Dataset rows
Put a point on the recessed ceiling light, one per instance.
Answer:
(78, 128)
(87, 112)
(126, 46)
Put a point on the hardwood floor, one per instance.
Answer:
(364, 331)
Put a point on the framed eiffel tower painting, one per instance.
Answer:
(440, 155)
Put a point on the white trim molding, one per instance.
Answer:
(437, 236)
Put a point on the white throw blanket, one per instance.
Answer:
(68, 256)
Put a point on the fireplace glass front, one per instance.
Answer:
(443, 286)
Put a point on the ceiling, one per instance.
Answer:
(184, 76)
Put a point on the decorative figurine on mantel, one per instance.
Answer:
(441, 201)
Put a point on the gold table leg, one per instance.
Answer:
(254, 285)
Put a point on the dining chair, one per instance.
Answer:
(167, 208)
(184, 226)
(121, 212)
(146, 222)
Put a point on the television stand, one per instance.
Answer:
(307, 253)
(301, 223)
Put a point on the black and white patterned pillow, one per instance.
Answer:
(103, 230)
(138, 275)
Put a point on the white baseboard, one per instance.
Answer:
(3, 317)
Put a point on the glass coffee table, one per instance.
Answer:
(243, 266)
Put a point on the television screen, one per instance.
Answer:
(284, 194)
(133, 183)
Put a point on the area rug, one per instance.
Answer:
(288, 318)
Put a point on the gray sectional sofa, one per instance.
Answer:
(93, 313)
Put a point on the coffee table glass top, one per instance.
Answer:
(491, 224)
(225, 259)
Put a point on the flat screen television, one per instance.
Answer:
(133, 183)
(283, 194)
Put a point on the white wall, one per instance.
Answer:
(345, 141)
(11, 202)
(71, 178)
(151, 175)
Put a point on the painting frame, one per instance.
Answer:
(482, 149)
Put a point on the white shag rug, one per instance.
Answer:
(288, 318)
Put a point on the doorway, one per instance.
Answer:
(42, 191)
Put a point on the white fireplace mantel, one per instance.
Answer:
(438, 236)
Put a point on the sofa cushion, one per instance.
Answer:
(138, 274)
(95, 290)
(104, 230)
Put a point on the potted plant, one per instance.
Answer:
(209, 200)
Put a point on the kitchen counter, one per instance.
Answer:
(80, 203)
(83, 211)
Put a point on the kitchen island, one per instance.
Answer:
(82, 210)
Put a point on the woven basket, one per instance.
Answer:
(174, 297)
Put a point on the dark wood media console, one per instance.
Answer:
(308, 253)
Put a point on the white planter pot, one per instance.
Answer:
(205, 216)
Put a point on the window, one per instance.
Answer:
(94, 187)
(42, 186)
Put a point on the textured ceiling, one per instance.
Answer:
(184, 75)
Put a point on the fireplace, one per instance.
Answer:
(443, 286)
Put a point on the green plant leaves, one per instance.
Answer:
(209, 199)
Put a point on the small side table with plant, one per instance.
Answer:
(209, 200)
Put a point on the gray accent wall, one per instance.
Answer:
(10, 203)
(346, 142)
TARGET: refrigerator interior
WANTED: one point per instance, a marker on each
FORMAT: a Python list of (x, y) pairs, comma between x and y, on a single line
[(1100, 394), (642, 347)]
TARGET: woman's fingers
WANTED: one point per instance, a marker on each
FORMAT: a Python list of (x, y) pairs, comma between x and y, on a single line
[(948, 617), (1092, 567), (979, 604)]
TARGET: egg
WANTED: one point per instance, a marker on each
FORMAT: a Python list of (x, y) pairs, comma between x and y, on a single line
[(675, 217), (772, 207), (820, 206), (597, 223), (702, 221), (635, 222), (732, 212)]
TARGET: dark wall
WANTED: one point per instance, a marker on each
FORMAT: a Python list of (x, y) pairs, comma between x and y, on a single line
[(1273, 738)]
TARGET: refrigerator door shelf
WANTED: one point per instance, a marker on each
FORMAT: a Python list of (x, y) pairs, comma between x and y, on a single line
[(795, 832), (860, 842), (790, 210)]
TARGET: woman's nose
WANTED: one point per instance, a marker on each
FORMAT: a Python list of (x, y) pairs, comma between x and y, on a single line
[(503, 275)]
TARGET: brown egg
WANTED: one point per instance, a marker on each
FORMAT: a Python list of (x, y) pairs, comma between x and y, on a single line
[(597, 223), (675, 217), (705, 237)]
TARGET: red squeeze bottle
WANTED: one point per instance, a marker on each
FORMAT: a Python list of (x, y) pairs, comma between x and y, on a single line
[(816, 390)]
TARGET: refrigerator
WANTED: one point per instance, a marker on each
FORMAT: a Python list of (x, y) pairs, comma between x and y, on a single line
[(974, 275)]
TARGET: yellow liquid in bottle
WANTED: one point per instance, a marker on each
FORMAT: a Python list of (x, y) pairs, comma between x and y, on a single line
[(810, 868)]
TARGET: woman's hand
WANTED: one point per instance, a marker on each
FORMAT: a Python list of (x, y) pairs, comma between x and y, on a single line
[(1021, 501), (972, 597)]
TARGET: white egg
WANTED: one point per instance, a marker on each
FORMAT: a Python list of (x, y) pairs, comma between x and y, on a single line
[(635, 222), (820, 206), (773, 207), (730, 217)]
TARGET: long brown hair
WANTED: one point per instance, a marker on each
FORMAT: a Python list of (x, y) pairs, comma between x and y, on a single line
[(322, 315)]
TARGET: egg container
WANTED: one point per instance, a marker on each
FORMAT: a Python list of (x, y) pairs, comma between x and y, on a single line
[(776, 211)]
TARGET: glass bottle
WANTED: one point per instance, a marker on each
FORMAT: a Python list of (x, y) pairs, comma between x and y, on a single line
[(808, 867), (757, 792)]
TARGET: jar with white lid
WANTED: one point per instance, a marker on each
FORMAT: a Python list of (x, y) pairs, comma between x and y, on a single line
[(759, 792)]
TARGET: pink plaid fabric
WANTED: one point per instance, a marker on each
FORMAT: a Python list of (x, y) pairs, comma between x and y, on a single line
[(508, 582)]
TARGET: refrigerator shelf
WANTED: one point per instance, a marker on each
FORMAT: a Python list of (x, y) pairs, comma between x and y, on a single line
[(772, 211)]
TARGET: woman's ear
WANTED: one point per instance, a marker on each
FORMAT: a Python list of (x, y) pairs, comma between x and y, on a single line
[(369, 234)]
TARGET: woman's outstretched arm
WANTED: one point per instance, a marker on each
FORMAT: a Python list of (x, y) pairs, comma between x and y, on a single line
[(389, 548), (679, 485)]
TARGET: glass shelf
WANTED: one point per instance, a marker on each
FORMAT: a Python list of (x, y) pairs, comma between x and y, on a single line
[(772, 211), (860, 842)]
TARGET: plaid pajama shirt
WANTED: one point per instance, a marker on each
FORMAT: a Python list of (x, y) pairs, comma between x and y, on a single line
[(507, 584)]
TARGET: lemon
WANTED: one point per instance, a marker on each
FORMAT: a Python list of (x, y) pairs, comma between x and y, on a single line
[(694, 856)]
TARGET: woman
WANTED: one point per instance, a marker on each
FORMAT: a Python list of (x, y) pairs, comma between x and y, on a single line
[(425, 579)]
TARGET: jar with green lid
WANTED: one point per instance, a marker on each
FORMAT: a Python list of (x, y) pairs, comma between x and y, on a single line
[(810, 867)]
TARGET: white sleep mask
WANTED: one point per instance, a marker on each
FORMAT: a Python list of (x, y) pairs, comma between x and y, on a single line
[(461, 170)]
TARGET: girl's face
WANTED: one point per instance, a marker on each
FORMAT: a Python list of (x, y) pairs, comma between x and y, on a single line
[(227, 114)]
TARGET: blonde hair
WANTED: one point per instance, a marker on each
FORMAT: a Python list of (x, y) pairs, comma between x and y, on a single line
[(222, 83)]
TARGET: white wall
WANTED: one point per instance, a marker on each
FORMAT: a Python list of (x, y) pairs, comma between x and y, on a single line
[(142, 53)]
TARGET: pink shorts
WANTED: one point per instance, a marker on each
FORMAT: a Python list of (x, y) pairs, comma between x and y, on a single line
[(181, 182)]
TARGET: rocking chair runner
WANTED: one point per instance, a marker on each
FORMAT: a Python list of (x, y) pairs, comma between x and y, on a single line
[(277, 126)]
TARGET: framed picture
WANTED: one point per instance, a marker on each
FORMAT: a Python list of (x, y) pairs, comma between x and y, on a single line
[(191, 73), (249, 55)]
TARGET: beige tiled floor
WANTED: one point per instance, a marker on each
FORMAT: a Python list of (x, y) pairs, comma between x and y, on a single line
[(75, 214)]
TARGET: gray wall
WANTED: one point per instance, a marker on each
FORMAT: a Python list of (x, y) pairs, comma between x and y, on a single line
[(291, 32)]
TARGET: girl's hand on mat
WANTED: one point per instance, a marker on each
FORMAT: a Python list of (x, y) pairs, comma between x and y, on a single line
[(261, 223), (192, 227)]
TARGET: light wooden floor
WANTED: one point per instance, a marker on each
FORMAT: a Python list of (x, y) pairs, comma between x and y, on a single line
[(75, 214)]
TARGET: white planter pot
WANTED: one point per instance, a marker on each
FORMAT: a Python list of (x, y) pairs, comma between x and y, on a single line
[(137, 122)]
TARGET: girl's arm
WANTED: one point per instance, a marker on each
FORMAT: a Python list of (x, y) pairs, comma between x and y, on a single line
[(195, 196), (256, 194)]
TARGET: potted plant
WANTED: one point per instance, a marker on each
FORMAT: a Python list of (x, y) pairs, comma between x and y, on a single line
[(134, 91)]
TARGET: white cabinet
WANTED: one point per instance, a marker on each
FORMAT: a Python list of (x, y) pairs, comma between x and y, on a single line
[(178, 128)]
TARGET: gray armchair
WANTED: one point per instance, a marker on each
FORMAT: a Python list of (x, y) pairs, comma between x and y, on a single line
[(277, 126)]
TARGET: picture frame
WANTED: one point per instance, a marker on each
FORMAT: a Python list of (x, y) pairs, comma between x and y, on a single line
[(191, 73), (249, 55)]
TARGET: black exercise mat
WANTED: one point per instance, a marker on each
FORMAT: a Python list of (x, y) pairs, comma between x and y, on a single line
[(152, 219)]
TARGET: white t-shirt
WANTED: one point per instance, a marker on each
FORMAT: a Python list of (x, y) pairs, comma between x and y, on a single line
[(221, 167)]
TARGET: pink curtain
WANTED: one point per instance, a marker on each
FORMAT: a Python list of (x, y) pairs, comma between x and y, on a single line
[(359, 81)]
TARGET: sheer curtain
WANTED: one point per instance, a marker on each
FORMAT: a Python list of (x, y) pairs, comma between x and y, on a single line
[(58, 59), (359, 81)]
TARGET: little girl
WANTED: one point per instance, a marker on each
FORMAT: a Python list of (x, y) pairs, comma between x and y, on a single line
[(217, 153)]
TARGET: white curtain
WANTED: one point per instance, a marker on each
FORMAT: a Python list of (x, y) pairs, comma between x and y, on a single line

**EXERCISE GOAL:** Lay out the stretch of the material above from the line containing "TARGET: pink plaid fabric" through the line containing "[(142, 53)]", both included, as a numbered list without blank lines.

**RESULT OF THIS TASK:**
1. TARGET: pink plaid fabric
2. WANTED: one point per instance, a marker on each
3. FORMAT: a Python list of (x, y) pairs, comma between x and y, on a single line
4. [(508, 582)]
5. TARGET: refrigerator shelf
6. WANTED: one point per instance, a marker on each
7. FORMAT: a Python list of (x, y) pairs, comma between x and y, on a single line
8. [(772, 211)]
9. TARGET: woman's ear
10. WANTED: one point per instance, a marker on each
11. FORMAT: a Python list of (x, y) pairs, comma between x and y, on a single line
12. [(369, 234)]
13. TARGET: woman's outstretched arm
14. WANTED: one point per instance, a marker on each
15. FORMAT: a Python list of (x, y) pairs, comma between x and y, on a single line
16. [(389, 548), (679, 485)]
17. TARGET: glass shelf
18. WANTED: one point per instance, a marker on each
19. FORMAT: a Python list of (x, y) pairs, comma between x and y, on a single line
20. [(772, 211), (860, 842)]
21. TARGET: plaid pajama shirt
22. WANTED: one point per instance, a marker on each
23. FORMAT: a Python list of (x, y) pairs, comma between x and y, on a single line
24. [(507, 584)]
25. TARGET: lemon
26. WANTED: one point per instance, a marker on each
27. FORMAT: a Python list of (x, y) pairs, comma between x and y, on a single line
28. [(694, 856)]
29. TARGET: woman
30. WANTED: one point per instance, a marker on each
31. FORMAT: a Python list of (x, y) pairs, comma between x and y, on a single line
32. [(425, 579)]
33. TARGET: jar with green lid
34. WANTED: one point per instance, a marker on each
35. FORMAT: a Python list of (x, y) pairs, comma between x and y, on a single line
36. [(810, 867)]
37. TARGET: white sleep mask
38. WANTED: one point per instance, a marker on each
39. FORMAT: a Python list of (x, y) pairs, comma between x and y, on a single line
40. [(461, 170)]
41. TARGET: girl's face
42. WANTED: one point per instance, a marker on each
43. FORMAT: a Python list of (x, y) pairs, comma between x and y, on a single line
44. [(227, 114)]
45. TARGET: blonde hair
46. WANTED: one point per instance, a marker on each
47. FORMAT: a Python list of (x, y) pairs, comma between x and y, on a single line
48. [(222, 83)]
49. TARGET: white wall
50. WANTED: one point per instance, a marker on each
51. FORMAT: a Python list of (x, y) pairs, comma between x and y, on a single line
52. [(142, 53)]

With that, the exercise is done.